▼▼▼

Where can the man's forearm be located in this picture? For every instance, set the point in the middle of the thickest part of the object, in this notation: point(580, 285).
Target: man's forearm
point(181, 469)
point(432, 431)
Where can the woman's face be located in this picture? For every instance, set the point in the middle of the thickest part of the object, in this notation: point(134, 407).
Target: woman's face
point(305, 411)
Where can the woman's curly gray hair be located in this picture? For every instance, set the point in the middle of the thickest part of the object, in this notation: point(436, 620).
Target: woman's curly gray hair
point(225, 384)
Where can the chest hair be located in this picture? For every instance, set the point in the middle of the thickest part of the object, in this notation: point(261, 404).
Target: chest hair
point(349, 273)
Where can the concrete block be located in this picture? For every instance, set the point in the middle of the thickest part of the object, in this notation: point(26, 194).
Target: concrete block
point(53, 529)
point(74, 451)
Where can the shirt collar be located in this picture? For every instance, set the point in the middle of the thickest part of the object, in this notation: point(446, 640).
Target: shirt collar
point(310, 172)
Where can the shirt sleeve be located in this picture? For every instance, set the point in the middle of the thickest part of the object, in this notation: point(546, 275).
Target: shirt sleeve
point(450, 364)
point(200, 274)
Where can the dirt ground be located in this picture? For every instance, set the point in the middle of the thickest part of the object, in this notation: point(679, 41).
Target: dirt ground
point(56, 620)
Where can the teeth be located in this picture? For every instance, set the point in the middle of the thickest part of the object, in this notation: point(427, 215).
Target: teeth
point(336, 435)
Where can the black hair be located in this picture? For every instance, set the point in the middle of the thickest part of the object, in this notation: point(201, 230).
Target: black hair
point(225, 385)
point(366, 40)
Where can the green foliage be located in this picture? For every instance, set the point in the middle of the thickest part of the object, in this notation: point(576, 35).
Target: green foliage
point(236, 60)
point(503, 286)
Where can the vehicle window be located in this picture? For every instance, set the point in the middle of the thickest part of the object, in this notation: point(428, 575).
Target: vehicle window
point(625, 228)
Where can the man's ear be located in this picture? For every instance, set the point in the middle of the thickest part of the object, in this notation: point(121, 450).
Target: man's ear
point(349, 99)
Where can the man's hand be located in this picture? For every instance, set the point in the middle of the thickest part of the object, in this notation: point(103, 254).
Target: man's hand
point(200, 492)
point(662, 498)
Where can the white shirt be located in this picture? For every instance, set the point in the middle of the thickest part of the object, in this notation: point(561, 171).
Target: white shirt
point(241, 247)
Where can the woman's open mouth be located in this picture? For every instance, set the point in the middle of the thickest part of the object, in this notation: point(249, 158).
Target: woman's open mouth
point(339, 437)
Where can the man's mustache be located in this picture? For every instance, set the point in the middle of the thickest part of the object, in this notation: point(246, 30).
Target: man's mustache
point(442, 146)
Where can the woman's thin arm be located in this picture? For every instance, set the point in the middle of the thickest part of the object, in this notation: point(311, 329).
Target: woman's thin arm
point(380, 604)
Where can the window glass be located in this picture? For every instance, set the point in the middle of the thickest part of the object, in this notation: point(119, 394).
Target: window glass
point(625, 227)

▲▲▲

The records above are to be written out again word for word.

Where can the man's forearm be located in this picture? For every instance, set the point in the middle of the thickest part of the object, in this notation: point(580, 285).
Target: man's forearm
point(181, 469)
point(432, 431)
Where can the woman's face be located in this picture? For every instance, set the point in the middle of the thickest part of the object, in this notation: point(134, 407).
Target: woman's face
point(305, 411)
Where can the woman's curly gray hair be located in this picture? For every instance, set the point in the middle of the thickest part of the object, in this notation: point(436, 620).
Target: woman's curly gray hair
point(225, 384)
Where can the chest hair be located in this picture? For every instance, set the point in the middle of the thickest part of the object, in this notation: point(261, 404).
Target: chest hair
point(349, 273)
Where can the concrete block be located in this picture? For every instance, set the point in the middle of the thickest part of the object, in this notation: point(26, 194).
Target: concrete block
point(53, 529)
point(74, 451)
Where can the shirt collar be located in this picture? For every instance, set the point in the middle of the thickest part of the object, in this notation: point(446, 640).
Target: shirt collar
point(310, 172)
Where can the shirt sleeve be located in this picture? For every instance, set the point in the middle of the thickest part of the object, in this notation: point(546, 275).
Target: shirt sleeve
point(450, 364)
point(200, 274)
Where can the dirt ground be located in this picture? For every instance, set the point in the middle of the thickest part of the object, in this notation: point(679, 41).
Target: dirt ground
point(56, 620)
Where can the teeth be located in this picture? For every instance, set the point in the middle of the thickest part of the object, in this notation: point(427, 215).
Target: teeth
point(336, 435)
Where can the black hair be located in this picture? For every instance, set the point in the middle of the thickest part of the object, in this notation: point(201, 230).
Target: black hair
point(225, 385)
point(366, 40)
Where can the green foliage be located in this picture? For every instance, set the point in the middle of the thickest part of the object, in this notation: point(576, 35).
Target: green foliage
point(236, 60)
point(503, 286)
Where can the vehicle window be located in this picture? For every instance, set the point in the middle of the thickest part of the object, in this notation: point(428, 575).
Target: vehicle window
point(625, 228)
Where can the man's ear be located in this picture? For every instance, set the point in the middle of the thickest part of the object, in this notation: point(121, 450).
Target: man's ear
point(349, 99)
Where can the man's hand be located in this picture? For every instance, set the point in the middle of the thickest part of the object, in this notation: point(103, 254).
Target: man's hand
point(200, 492)
point(662, 498)
Where can the white shirt be located in this picture? For every instance, set the point in the middle of the thickest part of the object, in this notation: point(561, 171).
Target: white shirt
point(241, 247)
Where can the woman's open mouth be located in this picture? For every instance, set the point in the middle of the thickest part of the object, in this notation: point(249, 158).
Target: woman's open mouth
point(339, 437)
Where can the man's mustache be located in this picture? For every instance, set the point in the middle of the thickest part of the object, in this notation: point(246, 30).
Target: man's mustache
point(442, 146)
Where can the woman's thin arm be located in this picture? For every instance, set the point in the middle of the thickest part of the object, in this notation: point(311, 329).
Target: woman's thin arm
point(380, 604)
Where can the window glass be located in this picture? For every instance, set the point in the middle of the thickest part of the object, in this notation: point(119, 394).
Target: window glass
point(625, 227)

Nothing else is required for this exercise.